## Provided text
It was mid-morning last Sunday when we stopped on our way north from Gladbrook at a picnic shelter on the Pioneer Trail. There were two people sitting together and chatting at one of the other tables who unbeknownst to us, were holding their quarterly meeting of the Central Iowa’s Dowsers Association. This did not truly become evident until I witnessed a gentleman swinging a pendulum over a set of cards and asked – “What are you doing?” Thus, ensued a brief conversation that touched on Reiki and long distance healing energy. I mentioned that the last time anyone swung a pendulum over my head, 24 years ago, it was because they were attempting to coax my body into labor.
Our next stop was in Hudson, whose main street screamed – block party aftermath. It was time for our daily dose of a sugar sweetened beverage to give us a jolt of energy. We spotted a local bar and parked our bicycles, maneuvering through the sea of motorcyclists taking a smoke break. It was at that moment I made the error of saying to them, “You don’t have to wear helmets in this state?”, which was a less than smooth comment and prompted plenty of biker swagger from the group. Sometimes I should just keep my mouth shut.
On our way once again, we cycled along the Sergeant Road Trail to the outskirts of Waterloo, then the Cedar Prairie Trail into downtown Cedar Falls, then across the Cedar River to North Cedar, the home of Warm Showers hosts, Randy and Laura Hashman. We were ecstatic to meet each other and they quickly made us feel at home, offering a variety of beverages and appetizers while we relaxed and conversed in their beautifully landscaped patio and back yard.
“Our daughter, Linden, and her partner, Jake, convinced us that we should be Warm Showers hosts”, Laura said. Linden and Jake were the recipient of many Warm Showers hosts during their cycling adventure, which began in Prudhoe Bay, Alaska with their 55-pound dog. Their originally intended destination was Argentina, but the trip was cut short in Baja because of the pandemic. Linden, Jake and Jane, Laura’s mom, joined us for a fabulous dinner of rib-eyes, sweet corn, potatoes, cucumbers, Jake’s home brew and plenty of laughter.

## Collected data
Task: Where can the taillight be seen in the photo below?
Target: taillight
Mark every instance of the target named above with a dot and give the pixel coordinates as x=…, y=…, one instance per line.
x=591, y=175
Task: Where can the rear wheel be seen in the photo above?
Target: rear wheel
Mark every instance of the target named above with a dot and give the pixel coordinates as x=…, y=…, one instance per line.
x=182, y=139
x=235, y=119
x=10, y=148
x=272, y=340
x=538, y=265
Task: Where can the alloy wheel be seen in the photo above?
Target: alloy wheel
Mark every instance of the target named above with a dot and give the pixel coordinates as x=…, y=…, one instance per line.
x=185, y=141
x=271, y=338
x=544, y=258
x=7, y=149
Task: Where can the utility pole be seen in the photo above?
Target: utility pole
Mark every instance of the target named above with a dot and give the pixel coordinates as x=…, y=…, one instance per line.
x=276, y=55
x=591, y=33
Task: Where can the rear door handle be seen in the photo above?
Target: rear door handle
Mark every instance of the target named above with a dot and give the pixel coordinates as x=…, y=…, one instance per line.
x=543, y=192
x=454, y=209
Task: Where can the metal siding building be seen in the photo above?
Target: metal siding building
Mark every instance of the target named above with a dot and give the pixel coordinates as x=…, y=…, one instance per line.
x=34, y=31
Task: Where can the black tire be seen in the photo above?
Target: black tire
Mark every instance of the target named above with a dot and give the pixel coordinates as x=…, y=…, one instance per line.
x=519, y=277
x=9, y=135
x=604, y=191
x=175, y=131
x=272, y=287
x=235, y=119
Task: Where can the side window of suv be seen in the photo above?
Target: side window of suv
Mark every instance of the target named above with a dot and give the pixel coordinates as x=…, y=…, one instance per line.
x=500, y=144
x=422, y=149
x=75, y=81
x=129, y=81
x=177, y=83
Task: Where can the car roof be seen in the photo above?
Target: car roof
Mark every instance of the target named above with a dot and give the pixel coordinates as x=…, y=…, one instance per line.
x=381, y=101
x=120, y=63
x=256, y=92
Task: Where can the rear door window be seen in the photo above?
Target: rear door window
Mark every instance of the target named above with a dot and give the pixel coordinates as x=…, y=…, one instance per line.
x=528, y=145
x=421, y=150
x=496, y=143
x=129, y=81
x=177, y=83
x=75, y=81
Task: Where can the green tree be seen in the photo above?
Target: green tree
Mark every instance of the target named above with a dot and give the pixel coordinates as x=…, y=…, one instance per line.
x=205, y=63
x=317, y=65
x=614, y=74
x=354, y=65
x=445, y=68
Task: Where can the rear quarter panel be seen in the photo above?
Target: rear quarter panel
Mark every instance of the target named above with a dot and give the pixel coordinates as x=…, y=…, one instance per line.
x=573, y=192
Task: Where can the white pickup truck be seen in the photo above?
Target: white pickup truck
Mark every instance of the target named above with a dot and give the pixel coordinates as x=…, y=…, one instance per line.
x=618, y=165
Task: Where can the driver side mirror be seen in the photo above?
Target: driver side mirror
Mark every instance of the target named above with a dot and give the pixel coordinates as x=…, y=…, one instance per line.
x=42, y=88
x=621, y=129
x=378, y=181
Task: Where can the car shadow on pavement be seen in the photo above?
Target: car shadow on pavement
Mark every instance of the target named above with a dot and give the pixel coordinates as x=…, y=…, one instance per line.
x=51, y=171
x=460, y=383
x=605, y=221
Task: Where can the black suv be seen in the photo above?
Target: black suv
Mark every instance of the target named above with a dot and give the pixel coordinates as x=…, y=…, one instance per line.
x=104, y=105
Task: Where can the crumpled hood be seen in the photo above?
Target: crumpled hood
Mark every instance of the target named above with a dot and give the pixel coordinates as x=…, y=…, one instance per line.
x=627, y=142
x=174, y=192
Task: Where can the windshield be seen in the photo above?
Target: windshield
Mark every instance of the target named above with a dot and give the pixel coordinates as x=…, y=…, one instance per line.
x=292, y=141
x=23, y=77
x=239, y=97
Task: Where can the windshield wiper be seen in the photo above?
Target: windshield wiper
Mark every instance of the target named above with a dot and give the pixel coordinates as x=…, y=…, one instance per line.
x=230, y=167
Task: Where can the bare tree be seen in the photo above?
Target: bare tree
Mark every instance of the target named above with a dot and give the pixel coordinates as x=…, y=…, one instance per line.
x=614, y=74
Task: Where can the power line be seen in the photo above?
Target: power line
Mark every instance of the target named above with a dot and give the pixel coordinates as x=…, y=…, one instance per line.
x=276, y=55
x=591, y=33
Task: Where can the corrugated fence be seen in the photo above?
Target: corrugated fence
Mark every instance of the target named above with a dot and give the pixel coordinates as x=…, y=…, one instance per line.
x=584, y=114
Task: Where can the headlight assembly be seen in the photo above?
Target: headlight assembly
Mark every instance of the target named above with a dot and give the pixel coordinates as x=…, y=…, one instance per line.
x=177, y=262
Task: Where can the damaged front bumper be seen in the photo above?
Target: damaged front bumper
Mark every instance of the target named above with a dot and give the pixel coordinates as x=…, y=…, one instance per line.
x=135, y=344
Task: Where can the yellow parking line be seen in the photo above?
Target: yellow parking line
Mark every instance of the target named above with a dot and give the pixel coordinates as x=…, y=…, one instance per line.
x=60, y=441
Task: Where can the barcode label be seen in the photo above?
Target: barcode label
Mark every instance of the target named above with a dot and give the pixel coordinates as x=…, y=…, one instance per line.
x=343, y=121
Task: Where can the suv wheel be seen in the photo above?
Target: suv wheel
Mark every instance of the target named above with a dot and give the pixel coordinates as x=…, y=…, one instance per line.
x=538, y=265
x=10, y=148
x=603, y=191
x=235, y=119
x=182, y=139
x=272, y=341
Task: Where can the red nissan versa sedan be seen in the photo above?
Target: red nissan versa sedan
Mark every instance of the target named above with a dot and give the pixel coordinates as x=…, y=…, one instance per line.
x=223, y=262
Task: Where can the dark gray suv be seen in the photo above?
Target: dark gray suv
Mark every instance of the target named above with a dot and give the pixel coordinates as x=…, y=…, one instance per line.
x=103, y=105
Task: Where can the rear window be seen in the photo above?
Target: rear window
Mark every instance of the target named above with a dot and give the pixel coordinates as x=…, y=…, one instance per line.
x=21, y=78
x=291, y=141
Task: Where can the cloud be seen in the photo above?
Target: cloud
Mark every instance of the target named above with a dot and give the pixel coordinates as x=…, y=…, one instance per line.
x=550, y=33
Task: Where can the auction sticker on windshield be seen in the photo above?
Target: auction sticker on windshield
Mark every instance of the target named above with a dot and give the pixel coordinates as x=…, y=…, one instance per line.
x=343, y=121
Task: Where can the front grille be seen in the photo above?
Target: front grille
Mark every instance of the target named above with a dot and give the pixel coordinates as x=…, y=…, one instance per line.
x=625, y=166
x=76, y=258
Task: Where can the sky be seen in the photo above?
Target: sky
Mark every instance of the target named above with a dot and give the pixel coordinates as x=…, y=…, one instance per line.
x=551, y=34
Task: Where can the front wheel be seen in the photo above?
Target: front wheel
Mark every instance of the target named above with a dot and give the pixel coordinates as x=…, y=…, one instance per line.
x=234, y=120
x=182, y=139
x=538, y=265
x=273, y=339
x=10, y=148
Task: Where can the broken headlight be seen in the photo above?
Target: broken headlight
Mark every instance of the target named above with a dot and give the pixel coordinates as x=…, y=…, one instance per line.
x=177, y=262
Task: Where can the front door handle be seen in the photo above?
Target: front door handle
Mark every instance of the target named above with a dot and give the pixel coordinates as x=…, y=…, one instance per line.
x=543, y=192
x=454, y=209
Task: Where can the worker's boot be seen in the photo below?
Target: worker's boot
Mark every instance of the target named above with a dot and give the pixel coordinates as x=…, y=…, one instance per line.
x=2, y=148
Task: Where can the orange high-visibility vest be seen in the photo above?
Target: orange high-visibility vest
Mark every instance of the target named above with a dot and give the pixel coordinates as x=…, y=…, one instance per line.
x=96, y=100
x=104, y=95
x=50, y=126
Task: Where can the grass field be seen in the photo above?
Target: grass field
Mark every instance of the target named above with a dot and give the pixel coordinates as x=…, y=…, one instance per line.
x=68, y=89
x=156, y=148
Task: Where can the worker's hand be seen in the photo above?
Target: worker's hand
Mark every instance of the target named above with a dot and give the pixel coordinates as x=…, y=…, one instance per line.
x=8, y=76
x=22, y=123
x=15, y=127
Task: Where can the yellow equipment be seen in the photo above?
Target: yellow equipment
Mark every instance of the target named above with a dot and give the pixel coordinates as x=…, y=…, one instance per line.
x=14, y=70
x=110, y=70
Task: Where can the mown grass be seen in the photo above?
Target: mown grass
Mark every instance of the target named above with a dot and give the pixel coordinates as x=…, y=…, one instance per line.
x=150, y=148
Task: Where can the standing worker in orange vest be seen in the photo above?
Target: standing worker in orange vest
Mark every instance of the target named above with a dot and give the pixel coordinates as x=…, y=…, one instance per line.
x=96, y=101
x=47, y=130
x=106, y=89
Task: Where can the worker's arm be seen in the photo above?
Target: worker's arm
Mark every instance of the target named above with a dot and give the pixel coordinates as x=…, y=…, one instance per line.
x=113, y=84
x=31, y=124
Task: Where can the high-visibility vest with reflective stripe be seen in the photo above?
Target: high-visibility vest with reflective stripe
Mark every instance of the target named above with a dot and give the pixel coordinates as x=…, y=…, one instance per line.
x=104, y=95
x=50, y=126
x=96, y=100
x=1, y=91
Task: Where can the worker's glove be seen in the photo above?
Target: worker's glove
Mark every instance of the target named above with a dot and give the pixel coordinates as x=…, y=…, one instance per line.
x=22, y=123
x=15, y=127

--

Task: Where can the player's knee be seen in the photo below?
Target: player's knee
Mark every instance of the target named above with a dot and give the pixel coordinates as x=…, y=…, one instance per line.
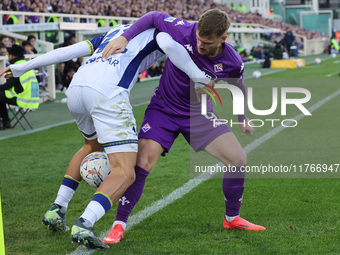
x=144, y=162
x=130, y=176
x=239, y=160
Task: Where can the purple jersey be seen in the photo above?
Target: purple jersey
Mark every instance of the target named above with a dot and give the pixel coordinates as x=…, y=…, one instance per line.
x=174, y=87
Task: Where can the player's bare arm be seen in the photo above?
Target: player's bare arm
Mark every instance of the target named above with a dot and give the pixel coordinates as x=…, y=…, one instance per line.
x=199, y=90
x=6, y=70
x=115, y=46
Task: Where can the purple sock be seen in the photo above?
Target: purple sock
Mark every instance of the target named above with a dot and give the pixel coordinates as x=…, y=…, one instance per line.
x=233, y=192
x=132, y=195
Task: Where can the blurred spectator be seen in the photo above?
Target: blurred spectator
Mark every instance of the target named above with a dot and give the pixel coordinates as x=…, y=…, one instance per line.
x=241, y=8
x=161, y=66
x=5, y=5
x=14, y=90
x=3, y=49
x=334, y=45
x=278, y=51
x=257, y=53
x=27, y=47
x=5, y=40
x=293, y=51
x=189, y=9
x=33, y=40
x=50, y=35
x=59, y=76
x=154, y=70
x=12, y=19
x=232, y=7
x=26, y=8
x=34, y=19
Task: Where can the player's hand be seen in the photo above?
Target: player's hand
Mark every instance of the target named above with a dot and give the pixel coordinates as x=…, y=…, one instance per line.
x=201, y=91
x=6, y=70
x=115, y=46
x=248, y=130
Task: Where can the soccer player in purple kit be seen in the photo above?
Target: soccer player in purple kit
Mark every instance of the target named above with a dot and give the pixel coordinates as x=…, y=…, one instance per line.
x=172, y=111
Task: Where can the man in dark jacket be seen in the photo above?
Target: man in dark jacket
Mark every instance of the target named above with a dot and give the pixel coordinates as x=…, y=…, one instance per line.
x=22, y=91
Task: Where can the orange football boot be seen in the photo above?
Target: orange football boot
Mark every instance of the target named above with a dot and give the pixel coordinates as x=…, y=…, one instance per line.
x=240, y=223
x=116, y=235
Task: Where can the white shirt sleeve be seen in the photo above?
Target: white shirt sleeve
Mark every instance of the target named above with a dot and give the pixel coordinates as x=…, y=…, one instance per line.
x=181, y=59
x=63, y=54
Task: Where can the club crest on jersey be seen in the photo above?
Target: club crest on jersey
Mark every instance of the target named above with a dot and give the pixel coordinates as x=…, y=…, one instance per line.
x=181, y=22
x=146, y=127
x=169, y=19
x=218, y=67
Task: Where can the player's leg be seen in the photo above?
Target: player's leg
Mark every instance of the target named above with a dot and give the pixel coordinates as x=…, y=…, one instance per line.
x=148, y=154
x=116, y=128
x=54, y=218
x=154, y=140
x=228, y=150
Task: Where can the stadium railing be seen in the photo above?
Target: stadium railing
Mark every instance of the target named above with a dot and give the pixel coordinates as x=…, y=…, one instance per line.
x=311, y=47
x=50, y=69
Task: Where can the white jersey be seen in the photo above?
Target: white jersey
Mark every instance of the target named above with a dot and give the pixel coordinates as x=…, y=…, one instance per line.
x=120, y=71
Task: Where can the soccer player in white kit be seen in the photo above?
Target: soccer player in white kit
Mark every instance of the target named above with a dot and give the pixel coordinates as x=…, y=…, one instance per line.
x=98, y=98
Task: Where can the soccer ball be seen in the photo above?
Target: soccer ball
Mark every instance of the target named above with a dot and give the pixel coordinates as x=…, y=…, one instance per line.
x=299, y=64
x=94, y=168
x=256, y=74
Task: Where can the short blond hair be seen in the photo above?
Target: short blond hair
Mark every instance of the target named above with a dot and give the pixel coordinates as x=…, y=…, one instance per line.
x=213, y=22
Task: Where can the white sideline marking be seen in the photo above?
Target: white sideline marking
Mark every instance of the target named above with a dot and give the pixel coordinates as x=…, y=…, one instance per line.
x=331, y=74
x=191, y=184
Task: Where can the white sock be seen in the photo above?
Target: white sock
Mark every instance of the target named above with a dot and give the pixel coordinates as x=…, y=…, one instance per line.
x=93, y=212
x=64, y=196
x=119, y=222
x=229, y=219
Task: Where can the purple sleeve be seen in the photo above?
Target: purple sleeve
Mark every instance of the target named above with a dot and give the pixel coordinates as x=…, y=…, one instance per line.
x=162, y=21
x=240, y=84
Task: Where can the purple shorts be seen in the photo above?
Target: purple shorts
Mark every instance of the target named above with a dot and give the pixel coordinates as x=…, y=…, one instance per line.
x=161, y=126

==

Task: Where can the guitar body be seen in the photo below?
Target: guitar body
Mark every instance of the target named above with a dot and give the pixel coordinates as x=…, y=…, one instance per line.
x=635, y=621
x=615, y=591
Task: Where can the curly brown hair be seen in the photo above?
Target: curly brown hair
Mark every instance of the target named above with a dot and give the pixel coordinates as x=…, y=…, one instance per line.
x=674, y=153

## What this exercise asks
**a)** Reproduce the passage of the cycling travelogue from "On our way once" to "and back yard.".
**b)** Carry on the cycling travelogue past its final sentence.

## Answers provided
**a)**
On our way once again, we cycled along the Sergeant Road Trail to the outskirts of Waterloo, then the Cedar Prairie Trail into downtown Cedar Falls, then across the Cedar River to North Cedar, the home of Warm Showers hosts, Randy and Laura Hashman. We were ecstatic to meet each other and they quickly made us feel at home, offering a variety of beverages and appetizers while we relaxed and conversed in their beautifully landscaped patio and back yard.

**b)**
After Randy’s and Laura’s gracious hospitality, it was difficult to want to leave the next morning. Corey, my son, who lives in Decorah with his partner, Kyra, had made an early morning call proposing he pick us up in Sumner, Iowa. We readily agreed as we wanted to spend more time with them. Forty miles later, after sharing some chips and a soda and some fruit from a small general store, we converged in one of Sumner’s local parks.
The last two times I have been in Decorah they were overnight visits; first during RAGBRAI in 1993 and then once again after RAGBRAI in 2012. Pat and I love this community and Corey and Kyra’s Victorian dwelling. They live a few blocks from town with three cats who have the run of the neighborhood.
We are impressed with Decorah’s topography, parks and trails and how happy and relaxed everyone seems.Corey cycled the 11-mile Trout Run trail with us one morning, which took us along the river to the hatchery and then up and over several good hills.
We have made repairs and substitutions to our gear to prepare for the rest of our journey east. We’ve checked out the Toppling Goliath brewery, the Seed Saver’s property, and learned much about how the Norwegians came to settle in the US by spending a morning at the Vesterheim Museum. We are presently partaking of Decorah’s annual Nordic Fest that is chock full of new foods to try, music to appreciate and Nordic dancing. Alas, tomorrow morning we are back on the trails, this time through a section of southeastern Minnesota.
And thanks to Michelle and June who sent us a care package of healthy cycling treats to get us the rest of the way home!